[Activity]: When a line below contains the string "coords", show that line.

(Saved entries)
=== Section Start ===
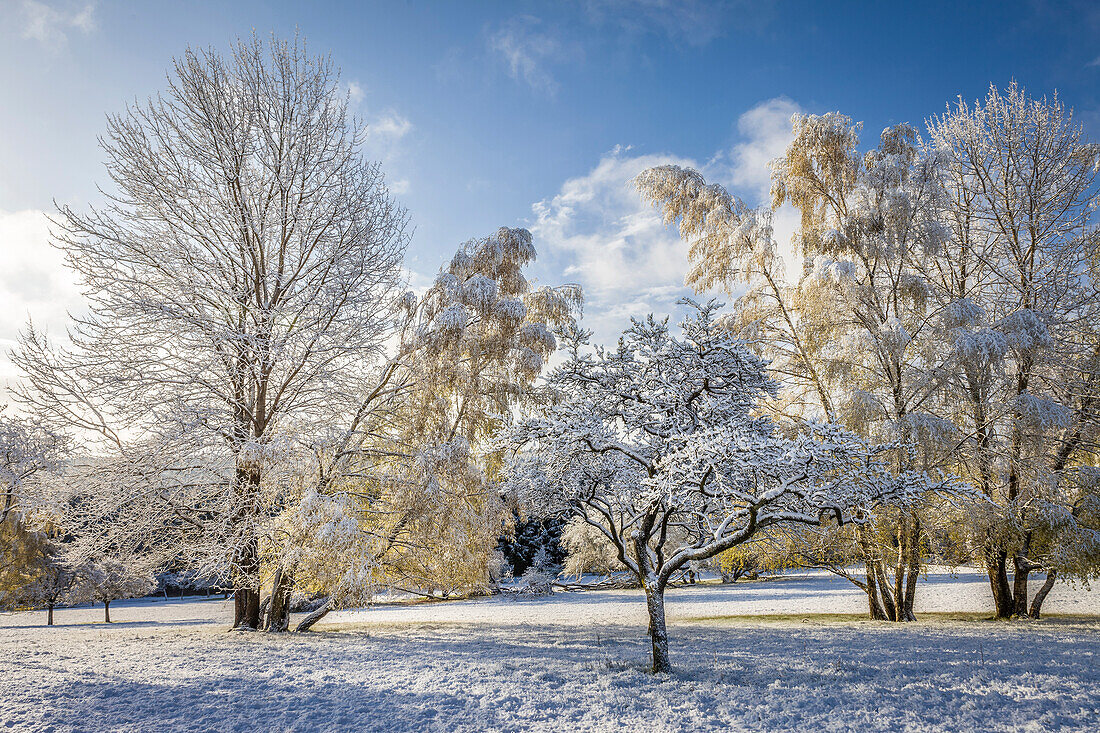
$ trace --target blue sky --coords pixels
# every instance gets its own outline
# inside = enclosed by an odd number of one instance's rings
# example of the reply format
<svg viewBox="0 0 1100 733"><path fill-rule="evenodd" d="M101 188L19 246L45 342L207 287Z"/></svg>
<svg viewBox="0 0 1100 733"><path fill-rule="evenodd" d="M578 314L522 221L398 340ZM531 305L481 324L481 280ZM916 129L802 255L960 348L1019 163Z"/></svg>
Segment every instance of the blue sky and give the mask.
<svg viewBox="0 0 1100 733"><path fill-rule="evenodd" d="M792 112L840 110L873 145L1012 78L1100 137L1100 3L908 5L0 0L0 347L28 313L56 331L79 307L41 212L94 200L104 115L162 89L189 44L253 29L298 29L341 67L412 214L414 282L467 238L528 226L539 278L584 285L603 338L684 292L683 248L627 183L647 165L755 202Z"/></svg>

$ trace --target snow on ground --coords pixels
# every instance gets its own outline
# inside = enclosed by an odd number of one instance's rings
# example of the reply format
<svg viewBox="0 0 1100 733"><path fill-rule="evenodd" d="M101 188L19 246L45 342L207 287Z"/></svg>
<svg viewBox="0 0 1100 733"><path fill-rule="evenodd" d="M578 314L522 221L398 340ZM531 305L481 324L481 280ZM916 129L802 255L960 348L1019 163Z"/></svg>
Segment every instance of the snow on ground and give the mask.
<svg viewBox="0 0 1100 733"><path fill-rule="evenodd" d="M0 616L0 727L22 730L1096 730L1100 591L1057 588L1041 622L987 609L975 574L932 574L926 614L860 613L798 574L669 594L670 677L646 673L637 592L378 606L320 633L228 633L222 600ZM753 616L756 618L753 618Z"/></svg>

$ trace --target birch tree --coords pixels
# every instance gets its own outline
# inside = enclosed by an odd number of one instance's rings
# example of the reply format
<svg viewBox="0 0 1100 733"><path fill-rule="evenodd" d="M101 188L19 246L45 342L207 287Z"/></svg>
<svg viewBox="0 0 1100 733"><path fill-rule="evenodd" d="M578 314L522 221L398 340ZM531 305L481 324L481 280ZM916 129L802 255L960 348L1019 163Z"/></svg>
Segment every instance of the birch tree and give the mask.
<svg viewBox="0 0 1100 733"><path fill-rule="evenodd" d="M996 507L978 518L978 542L997 615L1038 615L1058 573L1038 547L1049 549L1052 523L1070 530L1063 551L1087 554L1096 541L1078 521L1091 484L1071 474L1095 461L1100 417L1100 147L1057 95L1035 99L1016 83L960 100L930 128L948 161L957 240L955 261L938 265L958 315L953 387L972 436L962 455ZM1029 609L1036 570L1048 585Z"/></svg>
<svg viewBox="0 0 1100 733"><path fill-rule="evenodd" d="M770 359L786 392L774 409L836 420L868 440L918 445L921 467L941 465L951 425L932 410L940 320L922 271L948 234L938 220L938 161L921 154L908 125L884 130L866 154L860 126L844 115L796 115L792 126L794 139L772 163L770 207L750 209L675 166L645 171L636 184L690 242L689 284L731 293L747 286L725 325ZM801 215L793 245L804 266L794 283L783 279L770 226L772 209L786 203ZM908 467L908 452L895 460ZM913 619L924 539L916 510L843 529L856 535L856 552L821 564L867 593L874 618ZM884 526L871 531L876 523ZM812 548L800 554L815 562ZM862 579L846 570L857 560Z"/></svg>
<svg viewBox="0 0 1100 733"><path fill-rule="evenodd" d="M105 203L55 217L90 304L72 346L32 328L14 354L28 408L128 467L119 506L220 555L242 628L259 622L259 527L280 510L265 451L354 411L406 243L338 83L297 39L186 51L163 95L108 118Z"/></svg>

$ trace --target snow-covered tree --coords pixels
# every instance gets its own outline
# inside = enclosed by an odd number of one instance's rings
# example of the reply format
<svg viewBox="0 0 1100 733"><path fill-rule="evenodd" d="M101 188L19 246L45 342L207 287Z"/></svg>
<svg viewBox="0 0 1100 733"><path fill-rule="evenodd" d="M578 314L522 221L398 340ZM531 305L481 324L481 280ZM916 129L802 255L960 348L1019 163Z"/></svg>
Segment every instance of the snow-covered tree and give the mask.
<svg viewBox="0 0 1100 733"><path fill-rule="evenodd" d="M748 286L726 326L782 379L785 393L773 409L833 419L872 441L918 445L924 467L939 465L951 435L929 411L942 356L938 309L922 272L947 239L937 218L937 159L921 154L908 125L887 128L879 147L862 155L859 125L844 115L796 115L792 123L794 139L772 163L771 206L790 203L801 214L793 244L804 267L795 283L783 279L770 209L752 210L675 166L644 172L638 188L691 242L689 284L731 293ZM920 512L876 521L889 526L839 529L856 540L855 552L824 567L862 562L865 578L856 582L871 615L910 620ZM874 541L883 532L892 539L885 545Z"/></svg>
<svg viewBox="0 0 1100 733"><path fill-rule="evenodd" d="M99 438L87 452L124 474L107 503L229 575L240 627L285 498L267 453L350 416L389 335L406 216L362 133L298 40L188 50L163 96L108 118L106 203L59 209L90 305L72 346L29 328L15 354L25 406Z"/></svg>
<svg viewBox="0 0 1100 733"><path fill-rule="evenodd" d="M45 500L36 478L57 471L68 447L64 435L0 406L0 607L47 605L51 623L66 582L54 572L60 560L48 533L33 519Z"/></svg>
<svg viewBox="0 0 1100 733"><path fill-rule="evenodd" d="M53 626L54 609L81 601L79 576L66 561L64 548L46 532L34 532L21 571L24 582L3 600L6 605L46 609L46 625Z"/></svg>
<svg viewBox="0 0 1100 733"><path fill-rule="evenodd" d="M619 562L618 550L607 535L586 522L583 517L569 518L561 533L561 546L566 553L562 570L567 575L609 575L626 570Z"/></svg>
<svg viewBox="0 0 1100 733"><path fill-rule="evenodd" d="M1016 83L930 127L953 234L935 261L955 360L945 415L967 438L962 469L992 500L973 526L997 615L1038 615L1096 543L1078 521L1091 482L1075 472L1095 463L1100 427L1100 146L1057 96ZM1048 583L1029 608L1036 570Z"/></svg>
<svg viewBox="0 0 1100 733"><path fill-rule="evenodd" d="M486 439L536 399L551 329L580 304L575 286L528 284L535 256L529 232L502 228L463 244L425 293L404 298L397 353L352 428L317 446L305 474L320 478L286 515L284 570L329 596L301 628L379 586L488 588L507 516Z"/></svg>
<svg viewBox="0 0 1100 733"><path fill-rule="evenodd" d="M834 424L784 436L758 411L778 389L765 362L718 325L714 302L694 307L683 337L651 316L613 350L567 330L548 379L558 399L504 433L521 500L589 522L645 590L655 672L670 668L665 588L688 563L771 526L861 521L953 486L892 470Z"/></svg>
<svg viewBox="0 0 1100 733"><path fill-rule="evenodd" d="M137 598L157 587L156 578L138 558L123 561L113 557L86 560L74 568L75 597L103 604L103 620L111 623L111 602Z"/></svg>
<svg viewBox="0 0 1100 733"><path fill-rule="evenodd" d="M6 405L0 405L0 523L33 511L28 483L36 474L57 469L68 448L63 434L41 421L9 416Z"/></svg>
<svg viewBox="0 0 1100 733"><path fill-rule="evenodd" d="M548 565L563 569L567 552L564 525L564 520L558 517L520 516L513 511L511 531L497 544L511 573L523 575L539 553L545 555Z"/></svg>

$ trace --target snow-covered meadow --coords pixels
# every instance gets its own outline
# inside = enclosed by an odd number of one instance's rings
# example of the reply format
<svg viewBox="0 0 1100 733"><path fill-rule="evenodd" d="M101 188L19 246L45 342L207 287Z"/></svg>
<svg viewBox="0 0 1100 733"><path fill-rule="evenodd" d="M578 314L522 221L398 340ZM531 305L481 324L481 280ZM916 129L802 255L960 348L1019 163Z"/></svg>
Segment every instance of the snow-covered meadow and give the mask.
<svg viewBox="0 0 1100 733"><path fill-rule="evenodd" d="M862 620L816 573L674 589L674 672L635 591L331 614L230 633L232 602L0 616L0 726L77 730L1095 730L1100 591L1038 622L978 620L976 573L932 573L916 624Z"/></svg>

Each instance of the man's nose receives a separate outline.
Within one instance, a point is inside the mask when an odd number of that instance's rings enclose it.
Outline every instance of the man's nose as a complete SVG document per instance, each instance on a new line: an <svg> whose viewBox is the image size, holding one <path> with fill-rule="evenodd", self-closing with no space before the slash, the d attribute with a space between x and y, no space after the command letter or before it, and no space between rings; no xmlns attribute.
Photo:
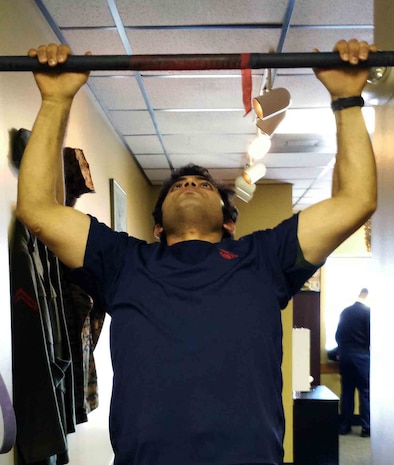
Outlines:
<svg viewBox="0 0 394 465"><path fill-rule="evenodd" d="M197 184L194 181L185 181L183 184L183 187L189 187L189 186L197 187Z"/></svg>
=== Section End ===
[Response area]:
$ trace --target blue sky --coords pixels
$ trace --target snow on ground --coords pixels
$ trace --target birch tree --coords pixels
$ trace --target snow-covered tree --coords pixels
$ trace --target snow-covered meadow --coords pixels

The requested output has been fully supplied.